## AIM OF THE TASK:
Rewrite every line of the material below with "church" changed to "chapel" and everything else left as it is. Omit the pictures from your answer.

-------------------------

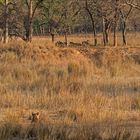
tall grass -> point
(71, 89)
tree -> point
(31, 7)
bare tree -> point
(89, 11)
(30, 16)
(5, 40)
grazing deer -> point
(72, 44)
(85, 43)
(61, 44)
(35, 117)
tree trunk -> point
(66, 38)
(115, 34)
(124, 33)
(52, 35)
(93, 22)
(104, 34)
(30, 22)
(6, 23)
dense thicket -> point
(24, 18)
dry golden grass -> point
(77, 91)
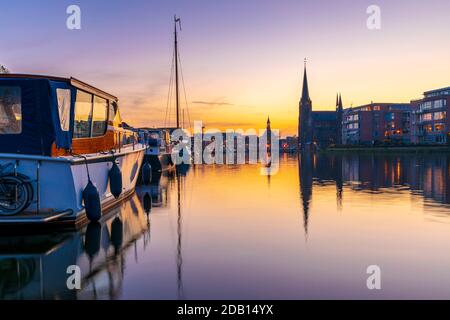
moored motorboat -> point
(56, 136)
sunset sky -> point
(242, 59)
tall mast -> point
(176, 70)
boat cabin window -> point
(112, 111)
(63, 96)
(10, 110)
(100, 116)
(83, 115)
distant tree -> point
(3, 69)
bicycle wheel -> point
(14, 195)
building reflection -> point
(425, 175)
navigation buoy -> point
(115, 180)
(146, 173)
(91, 200)
(147, 203)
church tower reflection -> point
(305, 174)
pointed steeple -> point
(305, 90)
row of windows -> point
(436, 104)
(438, 127)
(91, 112)
(10, 110)
(91, 115)
(433, 116)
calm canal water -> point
(219, 232)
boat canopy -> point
(38, 111)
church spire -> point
(305, 90)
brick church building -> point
(318, 129)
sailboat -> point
(160, 148)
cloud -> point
(213, 103)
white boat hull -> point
(58, 183)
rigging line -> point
(184, 90)
(169, 91)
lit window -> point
(100, 116)
(10, 110)
(83, 115)
(63, 96)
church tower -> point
(269, 134)
(305, 120)
(339, 118)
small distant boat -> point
(57, 135)
(159, 148)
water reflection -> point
(229, 232)
(425, 175)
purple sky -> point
(242, 60)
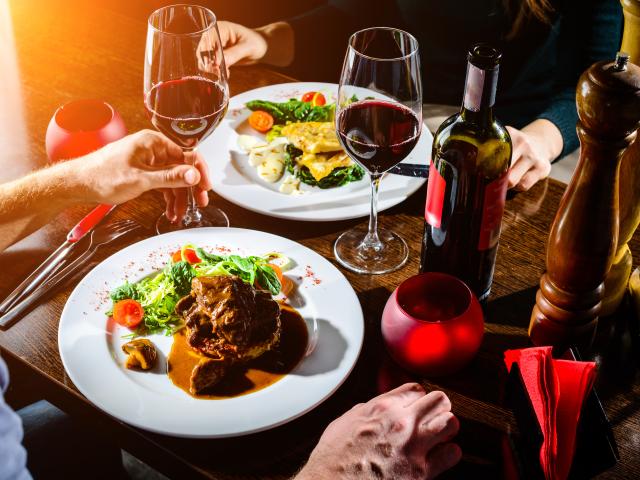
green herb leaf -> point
(268, 279)
(181, 273)
(125, 291)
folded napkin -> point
(558, 389)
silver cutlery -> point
(101, 235)
(57, 258)
(417, 170)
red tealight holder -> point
(433, 324)
(81, 127)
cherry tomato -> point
(307, 97)
(278, 271)
(128, 313)
(318, 100)
(261, 121)
(190, 255)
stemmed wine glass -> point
(185, 90)
(378, 122)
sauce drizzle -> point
(252, 376)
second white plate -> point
(237, 181)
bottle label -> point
(435, 197)
(495, 195)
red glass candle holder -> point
(433, 324)
(82, 126)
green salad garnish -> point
(338, 177)
(158, 294)
(293, 111)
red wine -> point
(186, 110)
(377, 134)
(468, 182)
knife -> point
(57, 258)
(417, 170)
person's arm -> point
(115, 174)
(590, 32)
(310, 45)
(403, 433)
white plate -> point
(238, 182)
(90, 346)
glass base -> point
(352, 253)
(210, 217)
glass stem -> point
(192, 214)
(371, 240)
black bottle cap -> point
(484, 56)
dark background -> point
(252, 13)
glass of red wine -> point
(378, 122)
(186, 93)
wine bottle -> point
(468, 181)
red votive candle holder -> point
(433, 324)
(81, 127)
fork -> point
(102, 235)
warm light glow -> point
(13, 130)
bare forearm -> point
(280, 40)
(29, 203)
(549, 136)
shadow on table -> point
(513, 309)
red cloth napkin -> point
(557, 389)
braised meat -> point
(229, 322)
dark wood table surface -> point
(59, 51)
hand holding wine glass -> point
(186, 97)
(378, 121)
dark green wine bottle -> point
(468, 182)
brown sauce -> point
(255, 375)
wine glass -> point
(378, 122)
(185, 90)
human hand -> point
(534, 148)
(400, 434)
(272, 44)
(143, 161)
(241, 45)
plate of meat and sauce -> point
(211, 332)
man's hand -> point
(144, 161)
(272, 44)
(534, 148)
(400, 434)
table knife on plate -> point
(56, 259)
(417, 170)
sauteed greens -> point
(158, 294)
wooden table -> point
(65, 51)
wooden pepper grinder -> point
(584, 233)
(615, 284)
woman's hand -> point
(534, 148)
(144, 161)
(400, 434)
(271, 44)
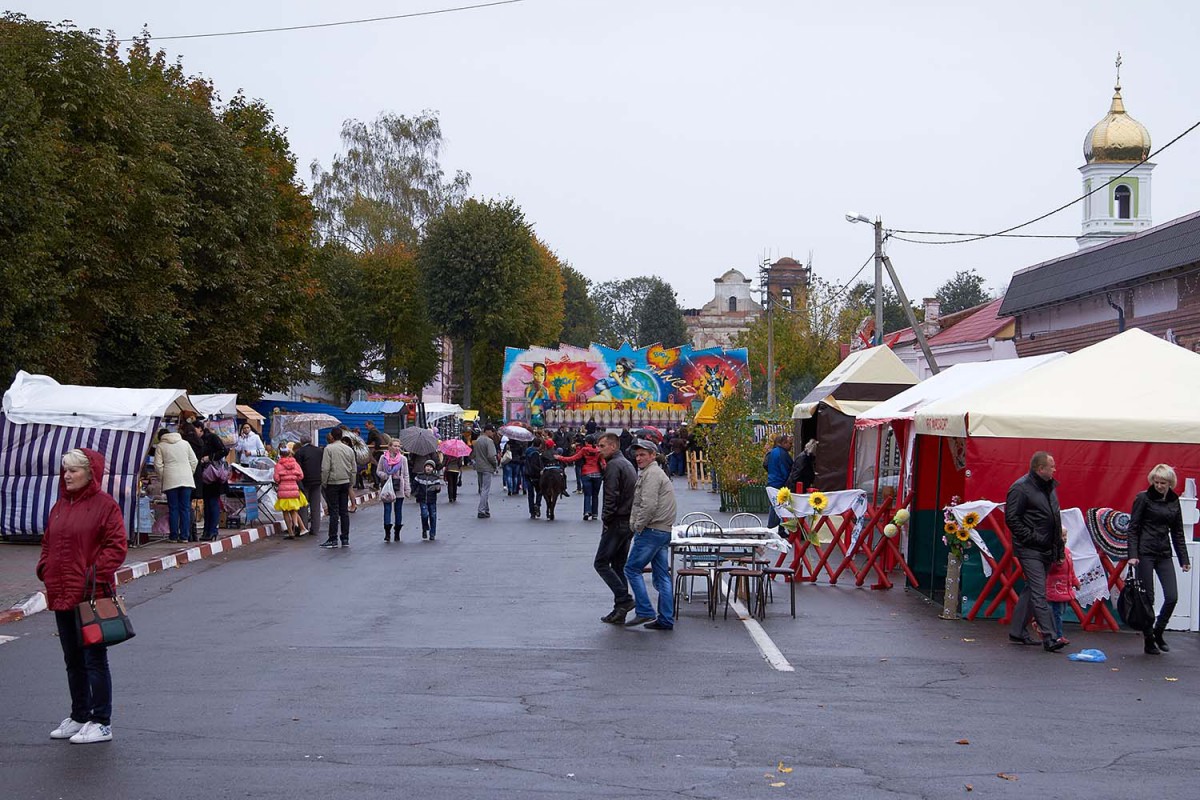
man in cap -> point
(652, 518)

-------------------------

## TASK SOLUTION:
tall grass -> point
(71, 89)
tree -> point
(31, 7)
bare tree -> point
(89, 11)
(30, 16)
(5, 40)
grazing deer -> point
(72, 44)
(85, 43)
(61, 44)
(35, 117)
tree trunk -> point
(66, 38)
(115, 34)
(124, 33)
(52, 35)
(93, 22)
(104, 34)
(30, 22)
(6, 23)
dense thicket -> point
(24, 18)
dry golden grass -> point
(77, 91)
moored motorboat -> point
(56, 136)
sunset sky -> point
(242, 59)
tall mast -> point
(176, 70)
boat cabin window -> point
(112, 111)
(63, 96)
(10, 110)
(100, 116)
(83, 115)
distant tree -> point
(3, 69)
bicycle wheel -> point
(14, 195)
building reflection -> point
(425, 175)
navigation buoy -> point
(115, 180)
(146, 173)
(91, 200)
(147, 203)
chapel tower reflection -> point
(305, 174)
pointed steeple -> point
(305, 90)
row of windows -> point
(436, 104)
(438, 127)
(91, 112)
(10, 110)
(91, 115)
(433, 116)
calm canal water -> point
(219, 232)
boat canopy -> point
(38, 111)
chapel spire -> point
(305, 90)
brick chapel building -> point
(318, 129)
sailboat -> point
(160, 148)
cloud -> point
(213, 103)
white boat hull -> point
(58, 183)
rigging line -> point
(184, 90)
(169, 91)
lit window -> point
(100, 116)
(10, 110)
(83, 115)
(63, 96)
chapel tower -> point
(269, 134)
(305, 120)
(339, 118)
small distant boat -> point
(57, 135)
(159, 148)
water reflection -> point
(229, 232)
(425, 175)
purple sky -> point
(242, 60)
green herb leaf -> point
(268, 279)
(181, 273)
(125, 291)
folded napkin -> point
(558, 389)
silver cutlery -> point
(101, 235)
(57, 258)
(417, 170)
red tealight holder -> point
(433, 324)
(81, 127)
cherry tomato -> point
(307, 97)
(278, 271)
(128, 313)
(318, 100)
(261, 121)
(190, 255)
stemmed wine glass -> point
(185, 90)
(378, 122)
sauce drizzle -> point
(252, 376)
second white plate -> point
(237, 181)
bottle label -> point
(435, 197)
(495, 195)
red glass candle holder -> point
(433, 324)
(82, 126)
green salad garnish -> point
(338, 177)
(158, 294)
(293, 111)
red wine -> point
(186, 110)
(377, 134)
(468, 182)
knife -> point
(57, 258)
(417, 170)
person's arm -> point
(115, 174)
(590, 32)
(310, 45)
(403, 433)
white plate -> point
(238, 182)
(90, 346)
glass base -> point
(352, 253)
(210, 217)
glass stem -> point
(192, 214)
(371, 240)
black bottle cap -> point
(484, 56)
dark background -> point
(252, 13)
glass of red wine -> point
(378, 122)
(186, 93)
wine bottle -> point
(468, 181)
red votive candle holder -> point
(433, 324)
(81, 127)
fork -> point
(102, 235)
warm light glow -> point
(13, 130)
bare forearm -> point
(280, 40)
(29, 203)
(549, 136)
shadow on table -> point
(513, 309)
red cloth napkin -> point
(557, 389)
braised meat -> point
(229, 322)
dark wood table surface -> point
(59, 51)
hand holding wine glass -> point
(186, 97)
(378, 121)
dark green wine bottle -> point
(468, 182)
brown sauce -> point
(255, 375)
wine glass -> point
(378, 122)
(185, 90)
human hand -> point
(534, 148)
(400, 434)
(272, 44)
(143, 161)
(241, 45)
plate of meat and sauce -> point
(211, 332)
man's hand -> point
(144, 161)
(272, 44)
(534, 148)
(400, 434)
table knife on plate -> point
(56, 259)
(417, 170)
sauteed greens -> point
(158, 294)
wooden table -> point
(65, 51)
wooden pepper grinder -> point
(584, 233)
(615, 284)
woman's hand -> point
(534, 148)
(144, 161)
(400, 434)
(271, 44)
man in cap -> point
(652, 518)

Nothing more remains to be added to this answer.